Data records START

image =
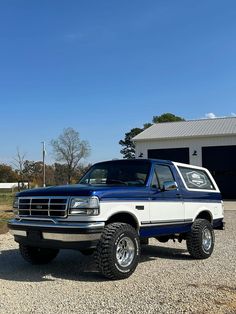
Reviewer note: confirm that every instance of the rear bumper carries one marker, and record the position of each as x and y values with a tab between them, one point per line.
56	235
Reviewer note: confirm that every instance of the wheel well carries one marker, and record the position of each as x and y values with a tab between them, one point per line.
205	215
123	217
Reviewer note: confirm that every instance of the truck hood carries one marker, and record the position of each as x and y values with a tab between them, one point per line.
87	190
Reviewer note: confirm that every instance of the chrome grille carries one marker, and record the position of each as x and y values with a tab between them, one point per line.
43	207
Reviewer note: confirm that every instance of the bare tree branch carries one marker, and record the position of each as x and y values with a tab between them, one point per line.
69	149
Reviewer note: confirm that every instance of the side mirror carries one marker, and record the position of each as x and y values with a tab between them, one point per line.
170	186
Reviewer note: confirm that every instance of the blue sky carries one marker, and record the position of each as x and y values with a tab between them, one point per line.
104	67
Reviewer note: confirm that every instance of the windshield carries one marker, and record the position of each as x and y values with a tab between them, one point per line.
122	172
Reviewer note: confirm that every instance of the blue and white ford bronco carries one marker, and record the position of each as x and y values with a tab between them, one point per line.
116	206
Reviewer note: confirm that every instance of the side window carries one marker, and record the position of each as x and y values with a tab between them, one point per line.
163	174
155	183
196	179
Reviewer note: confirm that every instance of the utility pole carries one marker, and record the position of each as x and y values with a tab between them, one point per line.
44	168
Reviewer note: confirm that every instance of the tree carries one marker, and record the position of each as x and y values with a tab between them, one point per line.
128	150
7	174
69	149
19	161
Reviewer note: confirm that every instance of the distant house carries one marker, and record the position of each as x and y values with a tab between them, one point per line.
210	143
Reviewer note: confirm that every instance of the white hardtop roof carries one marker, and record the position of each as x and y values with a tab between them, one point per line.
191	128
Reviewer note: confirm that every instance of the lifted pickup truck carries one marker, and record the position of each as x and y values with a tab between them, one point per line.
116	206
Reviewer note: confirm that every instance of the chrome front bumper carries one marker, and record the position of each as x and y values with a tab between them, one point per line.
59	234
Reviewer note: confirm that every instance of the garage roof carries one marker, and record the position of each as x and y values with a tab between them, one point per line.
192	128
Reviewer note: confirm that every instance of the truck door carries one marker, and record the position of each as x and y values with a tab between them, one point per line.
166	206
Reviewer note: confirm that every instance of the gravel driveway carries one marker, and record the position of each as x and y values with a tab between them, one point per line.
167	280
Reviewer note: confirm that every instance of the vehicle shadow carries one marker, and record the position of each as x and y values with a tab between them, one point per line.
70	265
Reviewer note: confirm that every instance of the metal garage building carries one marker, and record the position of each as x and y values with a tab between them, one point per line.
210	143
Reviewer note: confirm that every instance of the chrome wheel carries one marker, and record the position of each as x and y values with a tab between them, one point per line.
125	252
206	239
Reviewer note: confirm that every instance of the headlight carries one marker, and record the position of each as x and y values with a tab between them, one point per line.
15	206
84	205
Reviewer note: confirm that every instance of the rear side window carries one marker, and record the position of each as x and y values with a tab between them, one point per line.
162	174
196	179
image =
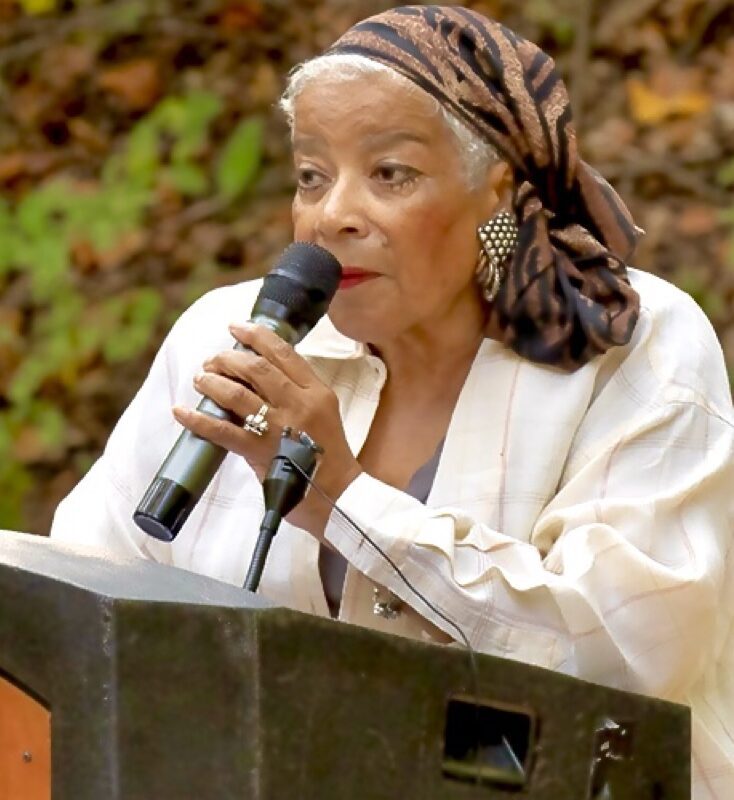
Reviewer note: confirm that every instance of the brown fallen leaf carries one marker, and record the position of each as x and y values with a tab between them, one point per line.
239	16
649	107
697	220
137	83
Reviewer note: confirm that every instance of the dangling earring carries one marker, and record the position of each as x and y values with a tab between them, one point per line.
497	239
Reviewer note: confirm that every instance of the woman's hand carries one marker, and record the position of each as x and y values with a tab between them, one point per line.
296	398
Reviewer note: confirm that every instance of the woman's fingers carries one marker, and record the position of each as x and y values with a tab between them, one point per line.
228	393
251	371
258	451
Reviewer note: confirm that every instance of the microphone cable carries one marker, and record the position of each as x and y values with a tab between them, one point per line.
473	668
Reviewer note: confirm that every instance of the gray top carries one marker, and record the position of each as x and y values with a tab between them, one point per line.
333	566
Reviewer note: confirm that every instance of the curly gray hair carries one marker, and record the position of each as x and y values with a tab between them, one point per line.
476	155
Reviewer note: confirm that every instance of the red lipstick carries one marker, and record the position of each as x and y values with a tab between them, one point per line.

Data records END

Print the records word for word and exclude any picture they hold.

▶ **Problem solution**:
image =
Reviewer note: confirm that every instance of the rear bumper carries one marker, and record the position of each as x and y values with a tab between them, one point per line.
56	235
Reviewer note: confirm that every instance of the wheel well carries one marker, and record the position of each as x and y values with a tab between them, one point per line.
205	215
123	217
Reviewer note: confirm that every instance of the truck hood carries one marker, and record the position of each as x and y values with a tab between them, one point per line.
87	190
Reviewer note: confirm that every instance of the chrome grille carries one marker, and record the position of each as x and y values with a tab between them, one point per line.
43	207
Reviewer note: confirm that every instance of the bare tree branch carries one marker, and record the position of each as x and y values with a tab between them, one point per line.
69	149
Reviewer note: confirm that every instance of the side mirror carries one marker, and record the position of each as x and y values with a tab between them, one point per line.
170	186
Reviewer note: confirm that every instance of the blue sky carries one marker, and record the position of each as x and y values with a tab between them, one point per line.
104	67
Reviewer note: confirm that every instance of the windshield carries one marker, and record the position of each as x and y values with a tab between them, one point per line.
122	172
Reviewer note: confirm that every instance of the blue and white ford bronco carries one marker, and record the position of each as x and y values with a tab between them, one point per line.
116	206
Reviewer note: confirm that every instance of the side window carries one marker, and record the position of each as x and y values with a tab between them, one point per line.
163	174
155	183
196	179
Reviewer note: confirm that every instance of the utility pole carries one marker, and record the position of each as x and y values with a tab between them, one point per line.
44	168
Reviewer note: confirm that every instance of the tree carries one marker, and record the position of each as x and y values with a tab between them, one point per line.
128	150
7	174
69	149
19	161
Reviewer note: confirm that every instance of the distant house carries one marker, and record the position of each as x and y values with a tab between them, one point per line.
210	143
Reviewer note: confirm that every instance of the white hardtop roof carries one marker, and record the position of each as x and y values with a tab between them, one point per line.
191	128
Reviewer note: confirm that every instance of the lifted pickup truck carries one marker, and record the position of each as x and y values with a tab between them, one point per line.
116	206
Reviewer note: confirm that every instance of the chrome front bumper carries one marker, and record the position of each as x and y values with a tab between them, one point per line.
59	234
Reviewer note: confirm that every instance of the garage roof carries one marker, and record the position of each as x and y values with a tab between them, one point per line.
192	128
Reviewer note: confirm that every instance of the truck door carries one marker, and record the position of each as x and y values with a tab between them, one point per line.
166	206
Reviewer note: confirm that every instance of the gravel driveway carries one marker, and record the position of each as x and y values with a tab between them, one point per line.
167	280
Reviewer note: confirm that every instance of the vehicle shadow carries one marker, and record the position of each as x and y values with a tab between them, one point per line.
70	265
Reviewer note: confirm that every instance of the metal garage building carries one marker, and record the position of each as x and y values with a tab between them, one point per line.
210	143
Reviewer note: confirm that every instance of the chrome wheel carries one marker, and record the position of each as x and y values with a tab between them, one point per line.
125	252
206	239
Reviewer note: confirm that every instance of the headlight carries one marker, and record the position of each as x and y values with a tab between them, one point per line.
15	206
84	205
Reviewer note: confirm that every instance of the rear side window carries one marker, and record the position of each as x and y values with a tab between them, one point per line.
162	174
196	179
image =
Reviewer note: confirm that every instance of the brown fallen leaf carries one marker, and record the position of each as x and y values with a tab between them, one point per line.
239	16
649	107
697	220
137	83
Reviewer note: confirm that every instance of the dangling earring carries one marker, and record the position of each as x and y values with a tab between them, one point per line.
497	239
Reviewer note: confirm that every instance of the woman's hand carries one marker, and record the position of each as x and y values with a tab between them, one point per line.
296	398
Reviewer note: confirm that every instance of the woman's fingers carries one marker, and record the position of each as x and y values with a tab between them, one point per line.
228	393
251	371
258	451
Reviewer note: confirm that every instance of the microphone cable carries one marker, and record the position of each as x and y values with a tab between them, one point per line.
473	668
Reviewer note: confirm that every instance of the gray top carries one marker, and record the position of each as x and y values with a tab between them, one point per line.
333	566
Reviewer note: confirm that every instance of the curly gray hair carries one marker, and record the position of each as x and y values with a tab between them, one point per line.
476	155
Reviewer note: confirm that every instance of the red lipstick carries one marker, and record the position of each as x and y values with a tab between them, one point per line.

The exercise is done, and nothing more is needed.